Task to complete
Copy the lines exactly as they appear, starting with the first line of the records and ending with the line that contains "bbox: sea water".

Provided information
---*---
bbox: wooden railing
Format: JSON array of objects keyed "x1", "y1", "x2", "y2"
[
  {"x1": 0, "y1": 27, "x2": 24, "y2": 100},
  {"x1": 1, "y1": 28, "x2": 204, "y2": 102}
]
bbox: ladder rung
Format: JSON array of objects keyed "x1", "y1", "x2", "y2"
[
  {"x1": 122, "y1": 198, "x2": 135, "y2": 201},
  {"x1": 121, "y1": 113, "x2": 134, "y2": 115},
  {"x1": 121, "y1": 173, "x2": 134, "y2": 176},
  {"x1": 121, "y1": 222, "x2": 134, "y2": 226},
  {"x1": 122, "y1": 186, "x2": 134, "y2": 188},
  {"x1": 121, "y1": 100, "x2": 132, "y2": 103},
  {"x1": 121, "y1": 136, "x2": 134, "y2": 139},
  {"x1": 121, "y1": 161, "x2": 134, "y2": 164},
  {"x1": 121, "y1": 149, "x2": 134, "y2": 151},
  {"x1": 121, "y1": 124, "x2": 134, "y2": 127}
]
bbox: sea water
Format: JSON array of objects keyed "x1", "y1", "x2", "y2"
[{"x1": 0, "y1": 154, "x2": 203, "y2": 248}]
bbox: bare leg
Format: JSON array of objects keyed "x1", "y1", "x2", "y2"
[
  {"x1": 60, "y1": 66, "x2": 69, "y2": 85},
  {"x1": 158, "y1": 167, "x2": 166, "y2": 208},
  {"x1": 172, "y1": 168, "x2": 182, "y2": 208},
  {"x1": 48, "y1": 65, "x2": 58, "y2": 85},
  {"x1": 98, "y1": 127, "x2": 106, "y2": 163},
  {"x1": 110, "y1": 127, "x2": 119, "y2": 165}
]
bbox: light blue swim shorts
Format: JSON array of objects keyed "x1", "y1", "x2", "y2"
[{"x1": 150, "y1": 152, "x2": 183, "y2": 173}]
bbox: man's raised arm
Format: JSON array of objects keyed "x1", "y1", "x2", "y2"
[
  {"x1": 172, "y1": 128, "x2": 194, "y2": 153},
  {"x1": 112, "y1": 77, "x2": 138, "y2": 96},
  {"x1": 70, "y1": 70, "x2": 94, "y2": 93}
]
---*---
Answer for this exercise
bbox: wooden railing
Format: JSON array of objects keyed "x1", "y1", "x2", "y2"
[
  {"x1": 0, "y1": 27, "x2": 24, "y2": 100},
  {"x1": 1, "y1": 28, "x2": 204, "y2": 102}
]
bbox: ladder rung
Format: JSON array of objects keyed "x1", "y1", "x2", "y2"
[
  {"x1": 122, "y1": 198, "x2": 135, "y2": 201},
  {"x1": 121, "y1": 113, "x2": 134, "y2": 115},
  {"x1": 121, "y1": 173, "x2": 134, "y2": 176},
  {"x1": 121, "y1": 222, "x2": 134, "y2": 226},
  {"x1": 122, "y1": 186, "x2": 134, "y2": 188},
  {"x1": 121, "y1": 100, "x2": 132, "y2": 103},
  {"x1": 121, "y1": 136, "x2": 134, "y2": 139},
  {"x1": 121, "y1": 161, "x2": 134, "y2": 164},
  {"x1": 121, "y1": 149, "x2": 134, "y2": 151},
  {"x1": 121, "y1": 124, "x2": 134, "y2": 127}
]
bbox: sea water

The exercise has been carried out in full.